Document section:
The Forest Landowners Guide to the Federal Income Tax
Chapter 12 - Form of Forest Land Ownership and Business Organizations
| Topics: | ||
| Basic Ownership Considerations | Limited Partnerships | |
| Sole Ownership | Corporations | |
| Co-Ownership | Corporate Taxation | |
| Tenancy in Common | Subchapter S Corporations | |
| Joint Tenancy | Tax Considerations | |
| Tenancy by the Entirety | Limited Liability Companies | |
| Life Estates | Income tax Features | |
| Community Property | Other Tax Entities | |
| Business Management Organizations | ||
| Partnerships | ||
| Unlimited Liability | ||
| Minors as Partners | ||
| Partnership Taxation |
The form of ownership in which forest property is held is important from a tax standpoint. Furthermore, if the forest property is operated as a business, the type of business organization chosen also has significant tax implications. In addition, nontax factors can influence the choice of an ownership or business format. These factors include forest management goals, size of the property, family considerations, and income needs—among other things. In the final analysis, the decision should be based on the facts and circumstances of each particular situation.

What to work on: In the forest tax guide excerpt, which nontax factors does it list as influencing the choice of an ownership or business format?

Extracted records:
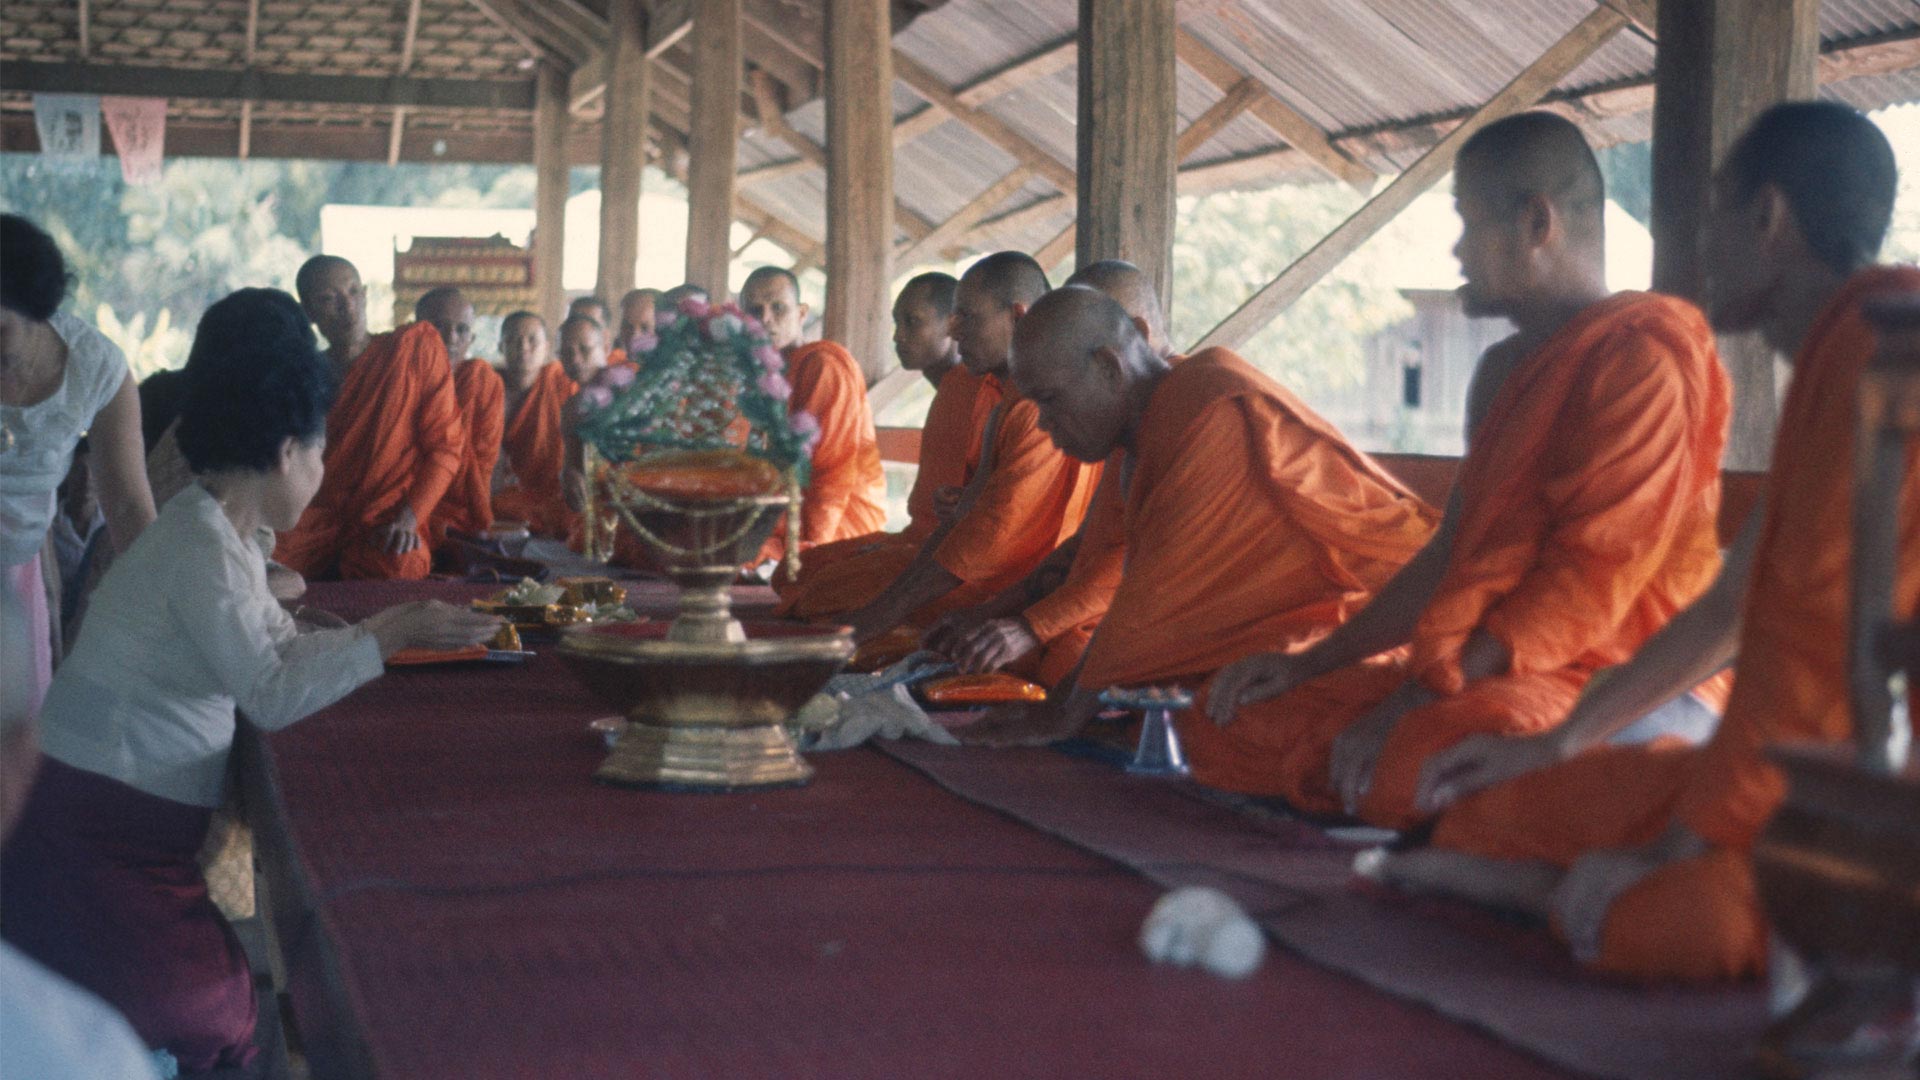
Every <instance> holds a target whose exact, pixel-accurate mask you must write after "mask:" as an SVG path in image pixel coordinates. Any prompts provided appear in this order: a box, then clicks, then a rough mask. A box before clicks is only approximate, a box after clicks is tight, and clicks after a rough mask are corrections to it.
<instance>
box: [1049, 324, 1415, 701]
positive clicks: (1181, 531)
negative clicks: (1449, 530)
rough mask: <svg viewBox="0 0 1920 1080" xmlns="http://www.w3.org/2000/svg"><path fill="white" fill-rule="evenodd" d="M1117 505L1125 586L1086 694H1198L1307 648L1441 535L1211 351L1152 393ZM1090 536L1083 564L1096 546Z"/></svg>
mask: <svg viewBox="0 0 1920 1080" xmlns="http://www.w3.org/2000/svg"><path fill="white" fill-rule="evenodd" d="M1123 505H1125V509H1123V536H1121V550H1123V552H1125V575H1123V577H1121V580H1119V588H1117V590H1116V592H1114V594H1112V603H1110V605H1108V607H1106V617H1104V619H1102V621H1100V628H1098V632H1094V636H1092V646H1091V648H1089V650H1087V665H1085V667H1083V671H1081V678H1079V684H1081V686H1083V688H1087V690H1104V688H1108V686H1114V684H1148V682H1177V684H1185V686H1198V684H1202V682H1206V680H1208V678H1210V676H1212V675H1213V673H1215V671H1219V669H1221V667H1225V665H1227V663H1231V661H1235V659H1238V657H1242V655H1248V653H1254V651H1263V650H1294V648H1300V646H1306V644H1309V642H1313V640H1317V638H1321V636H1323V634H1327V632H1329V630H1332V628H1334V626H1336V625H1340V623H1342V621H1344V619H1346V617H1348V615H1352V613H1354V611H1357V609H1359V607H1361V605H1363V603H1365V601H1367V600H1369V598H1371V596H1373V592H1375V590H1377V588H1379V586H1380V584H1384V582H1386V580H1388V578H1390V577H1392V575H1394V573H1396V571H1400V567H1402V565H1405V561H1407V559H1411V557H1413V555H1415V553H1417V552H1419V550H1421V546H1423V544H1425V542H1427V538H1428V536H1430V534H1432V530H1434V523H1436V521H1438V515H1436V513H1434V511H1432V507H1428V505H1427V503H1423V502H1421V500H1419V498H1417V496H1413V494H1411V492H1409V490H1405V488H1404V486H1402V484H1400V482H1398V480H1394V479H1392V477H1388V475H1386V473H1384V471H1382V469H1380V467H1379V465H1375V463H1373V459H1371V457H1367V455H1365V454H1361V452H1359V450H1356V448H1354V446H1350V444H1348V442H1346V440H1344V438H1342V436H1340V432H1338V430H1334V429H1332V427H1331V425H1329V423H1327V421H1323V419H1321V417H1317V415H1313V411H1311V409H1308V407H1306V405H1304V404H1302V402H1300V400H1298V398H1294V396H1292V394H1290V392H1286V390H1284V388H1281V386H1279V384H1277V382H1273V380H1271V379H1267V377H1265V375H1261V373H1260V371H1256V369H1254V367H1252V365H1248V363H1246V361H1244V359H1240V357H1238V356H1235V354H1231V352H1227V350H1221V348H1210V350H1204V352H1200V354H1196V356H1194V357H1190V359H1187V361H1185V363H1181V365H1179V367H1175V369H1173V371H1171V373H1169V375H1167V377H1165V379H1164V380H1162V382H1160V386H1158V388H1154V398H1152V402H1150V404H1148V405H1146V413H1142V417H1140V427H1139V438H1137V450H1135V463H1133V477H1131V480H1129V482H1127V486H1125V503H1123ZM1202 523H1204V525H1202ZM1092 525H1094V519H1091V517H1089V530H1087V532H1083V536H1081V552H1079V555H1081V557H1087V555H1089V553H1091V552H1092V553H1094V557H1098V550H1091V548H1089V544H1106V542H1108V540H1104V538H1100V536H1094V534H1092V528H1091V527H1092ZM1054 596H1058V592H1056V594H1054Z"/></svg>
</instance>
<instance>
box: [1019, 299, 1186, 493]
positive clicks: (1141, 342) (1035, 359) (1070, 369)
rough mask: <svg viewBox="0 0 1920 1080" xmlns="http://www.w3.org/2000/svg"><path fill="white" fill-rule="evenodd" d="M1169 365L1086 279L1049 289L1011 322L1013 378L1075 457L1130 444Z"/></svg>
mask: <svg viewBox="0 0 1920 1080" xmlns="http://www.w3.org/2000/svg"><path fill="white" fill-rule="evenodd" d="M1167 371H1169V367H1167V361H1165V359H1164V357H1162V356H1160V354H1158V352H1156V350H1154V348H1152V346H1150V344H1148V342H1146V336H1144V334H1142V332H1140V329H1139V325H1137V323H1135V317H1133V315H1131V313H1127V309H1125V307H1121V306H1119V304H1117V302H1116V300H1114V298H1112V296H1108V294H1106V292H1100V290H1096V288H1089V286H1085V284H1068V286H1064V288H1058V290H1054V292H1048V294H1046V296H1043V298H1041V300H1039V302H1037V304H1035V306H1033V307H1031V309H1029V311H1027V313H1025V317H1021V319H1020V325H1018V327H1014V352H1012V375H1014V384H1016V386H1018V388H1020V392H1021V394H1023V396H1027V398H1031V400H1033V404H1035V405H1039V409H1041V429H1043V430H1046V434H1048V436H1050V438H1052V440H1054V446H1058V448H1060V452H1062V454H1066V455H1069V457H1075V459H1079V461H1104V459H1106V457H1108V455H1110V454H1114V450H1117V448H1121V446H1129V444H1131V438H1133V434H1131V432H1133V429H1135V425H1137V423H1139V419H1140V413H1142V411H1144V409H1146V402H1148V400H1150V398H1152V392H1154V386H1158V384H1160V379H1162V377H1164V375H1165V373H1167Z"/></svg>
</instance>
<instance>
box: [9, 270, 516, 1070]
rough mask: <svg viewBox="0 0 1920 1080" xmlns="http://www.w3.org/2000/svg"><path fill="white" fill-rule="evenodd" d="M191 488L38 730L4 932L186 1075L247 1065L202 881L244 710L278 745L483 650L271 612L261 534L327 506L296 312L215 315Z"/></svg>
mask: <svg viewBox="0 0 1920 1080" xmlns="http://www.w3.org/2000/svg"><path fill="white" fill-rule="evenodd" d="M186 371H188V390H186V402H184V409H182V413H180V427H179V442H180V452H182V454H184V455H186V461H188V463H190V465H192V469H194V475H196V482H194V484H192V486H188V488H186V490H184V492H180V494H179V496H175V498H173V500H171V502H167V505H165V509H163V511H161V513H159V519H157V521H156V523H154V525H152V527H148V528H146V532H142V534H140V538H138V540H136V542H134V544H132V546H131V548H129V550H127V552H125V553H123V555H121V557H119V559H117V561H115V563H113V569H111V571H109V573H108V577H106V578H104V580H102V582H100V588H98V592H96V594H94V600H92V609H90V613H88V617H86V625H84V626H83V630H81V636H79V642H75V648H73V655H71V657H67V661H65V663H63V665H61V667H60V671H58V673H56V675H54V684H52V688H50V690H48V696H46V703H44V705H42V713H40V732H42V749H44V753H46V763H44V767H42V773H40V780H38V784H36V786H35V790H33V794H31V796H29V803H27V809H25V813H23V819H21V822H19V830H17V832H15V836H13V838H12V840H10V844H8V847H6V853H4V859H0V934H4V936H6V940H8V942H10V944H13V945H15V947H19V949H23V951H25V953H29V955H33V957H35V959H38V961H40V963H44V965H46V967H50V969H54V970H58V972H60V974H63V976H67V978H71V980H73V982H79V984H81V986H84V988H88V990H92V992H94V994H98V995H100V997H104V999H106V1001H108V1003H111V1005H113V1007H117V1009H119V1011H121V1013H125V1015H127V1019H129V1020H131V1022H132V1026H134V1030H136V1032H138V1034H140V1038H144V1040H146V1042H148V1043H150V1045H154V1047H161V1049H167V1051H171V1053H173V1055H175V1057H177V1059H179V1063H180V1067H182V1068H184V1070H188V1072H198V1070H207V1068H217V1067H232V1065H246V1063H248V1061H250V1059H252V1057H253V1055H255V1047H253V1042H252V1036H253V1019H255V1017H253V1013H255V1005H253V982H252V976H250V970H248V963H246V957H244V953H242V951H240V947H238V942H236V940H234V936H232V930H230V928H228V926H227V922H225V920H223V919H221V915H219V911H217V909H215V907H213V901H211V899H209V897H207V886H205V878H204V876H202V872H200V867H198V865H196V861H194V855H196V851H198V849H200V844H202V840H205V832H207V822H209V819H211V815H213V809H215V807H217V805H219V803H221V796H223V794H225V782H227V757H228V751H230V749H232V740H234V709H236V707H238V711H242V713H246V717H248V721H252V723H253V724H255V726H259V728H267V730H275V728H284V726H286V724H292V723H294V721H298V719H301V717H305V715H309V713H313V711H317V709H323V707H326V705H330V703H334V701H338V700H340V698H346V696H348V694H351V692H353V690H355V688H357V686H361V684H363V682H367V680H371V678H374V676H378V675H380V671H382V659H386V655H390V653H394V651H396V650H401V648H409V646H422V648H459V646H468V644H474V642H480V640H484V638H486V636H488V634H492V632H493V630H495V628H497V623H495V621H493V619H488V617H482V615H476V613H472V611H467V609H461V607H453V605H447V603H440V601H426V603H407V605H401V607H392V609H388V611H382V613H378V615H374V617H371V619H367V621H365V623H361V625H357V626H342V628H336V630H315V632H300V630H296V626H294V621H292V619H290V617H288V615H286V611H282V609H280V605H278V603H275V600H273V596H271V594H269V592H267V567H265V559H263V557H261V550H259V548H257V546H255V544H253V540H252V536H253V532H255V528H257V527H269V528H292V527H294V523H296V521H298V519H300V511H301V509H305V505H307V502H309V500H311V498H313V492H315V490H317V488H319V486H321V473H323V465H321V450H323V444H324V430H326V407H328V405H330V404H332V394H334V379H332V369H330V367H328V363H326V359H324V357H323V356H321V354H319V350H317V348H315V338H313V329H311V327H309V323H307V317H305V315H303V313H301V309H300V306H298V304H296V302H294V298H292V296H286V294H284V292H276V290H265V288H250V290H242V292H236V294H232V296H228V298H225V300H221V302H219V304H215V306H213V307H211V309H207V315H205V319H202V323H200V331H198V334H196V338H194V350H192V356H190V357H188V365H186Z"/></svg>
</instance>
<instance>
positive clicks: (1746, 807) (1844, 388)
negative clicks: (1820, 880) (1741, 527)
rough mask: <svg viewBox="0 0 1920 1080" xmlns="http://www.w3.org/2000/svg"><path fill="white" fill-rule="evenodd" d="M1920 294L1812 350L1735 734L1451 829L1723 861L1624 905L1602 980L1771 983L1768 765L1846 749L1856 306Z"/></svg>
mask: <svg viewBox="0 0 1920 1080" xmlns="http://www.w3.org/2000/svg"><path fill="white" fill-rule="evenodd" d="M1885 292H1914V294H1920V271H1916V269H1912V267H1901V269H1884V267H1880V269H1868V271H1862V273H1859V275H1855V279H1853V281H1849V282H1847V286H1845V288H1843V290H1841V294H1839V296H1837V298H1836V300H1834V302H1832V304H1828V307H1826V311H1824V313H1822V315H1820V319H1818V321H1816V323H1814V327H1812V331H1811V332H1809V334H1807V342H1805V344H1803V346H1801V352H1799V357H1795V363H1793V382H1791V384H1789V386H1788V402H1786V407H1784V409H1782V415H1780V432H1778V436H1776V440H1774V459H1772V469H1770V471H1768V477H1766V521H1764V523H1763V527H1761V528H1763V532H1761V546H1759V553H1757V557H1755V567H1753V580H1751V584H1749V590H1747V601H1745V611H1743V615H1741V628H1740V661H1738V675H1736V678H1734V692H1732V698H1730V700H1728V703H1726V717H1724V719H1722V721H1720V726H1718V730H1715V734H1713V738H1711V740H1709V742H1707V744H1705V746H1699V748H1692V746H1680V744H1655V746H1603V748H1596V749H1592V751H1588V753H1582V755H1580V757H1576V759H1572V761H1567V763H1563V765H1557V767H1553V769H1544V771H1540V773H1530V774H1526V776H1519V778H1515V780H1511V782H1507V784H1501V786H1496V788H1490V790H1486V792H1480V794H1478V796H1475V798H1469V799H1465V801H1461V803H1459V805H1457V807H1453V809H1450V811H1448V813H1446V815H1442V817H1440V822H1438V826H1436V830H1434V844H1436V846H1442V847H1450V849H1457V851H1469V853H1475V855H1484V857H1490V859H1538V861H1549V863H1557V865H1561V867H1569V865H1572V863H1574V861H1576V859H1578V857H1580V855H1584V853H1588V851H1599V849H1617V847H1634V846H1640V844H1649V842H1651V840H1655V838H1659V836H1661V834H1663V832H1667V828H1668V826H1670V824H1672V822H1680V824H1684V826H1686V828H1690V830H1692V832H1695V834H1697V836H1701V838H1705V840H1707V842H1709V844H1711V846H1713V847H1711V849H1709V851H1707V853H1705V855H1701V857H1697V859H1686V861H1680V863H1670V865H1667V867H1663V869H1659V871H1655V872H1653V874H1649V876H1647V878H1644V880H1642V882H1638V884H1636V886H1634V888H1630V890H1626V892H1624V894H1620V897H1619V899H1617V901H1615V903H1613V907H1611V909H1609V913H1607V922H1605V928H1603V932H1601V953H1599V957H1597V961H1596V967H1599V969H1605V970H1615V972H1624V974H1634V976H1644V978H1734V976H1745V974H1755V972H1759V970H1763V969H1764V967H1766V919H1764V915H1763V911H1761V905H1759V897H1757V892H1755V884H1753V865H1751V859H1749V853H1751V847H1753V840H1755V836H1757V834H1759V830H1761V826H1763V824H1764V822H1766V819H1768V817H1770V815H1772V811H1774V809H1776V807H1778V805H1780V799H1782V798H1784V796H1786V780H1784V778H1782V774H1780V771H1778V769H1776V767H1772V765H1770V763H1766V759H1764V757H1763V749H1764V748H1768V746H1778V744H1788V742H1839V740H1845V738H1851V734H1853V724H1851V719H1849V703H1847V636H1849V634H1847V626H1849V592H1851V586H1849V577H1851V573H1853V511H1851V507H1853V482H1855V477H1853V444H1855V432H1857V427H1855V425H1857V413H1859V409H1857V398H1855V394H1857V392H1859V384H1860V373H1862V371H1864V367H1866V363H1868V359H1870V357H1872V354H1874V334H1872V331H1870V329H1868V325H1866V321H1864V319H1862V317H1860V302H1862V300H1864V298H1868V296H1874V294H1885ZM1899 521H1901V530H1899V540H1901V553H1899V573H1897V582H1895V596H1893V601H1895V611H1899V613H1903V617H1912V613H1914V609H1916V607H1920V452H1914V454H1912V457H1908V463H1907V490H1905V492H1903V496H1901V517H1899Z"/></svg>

Reply: Forest management goals, size of the property, family considerations, and income needs, among other things.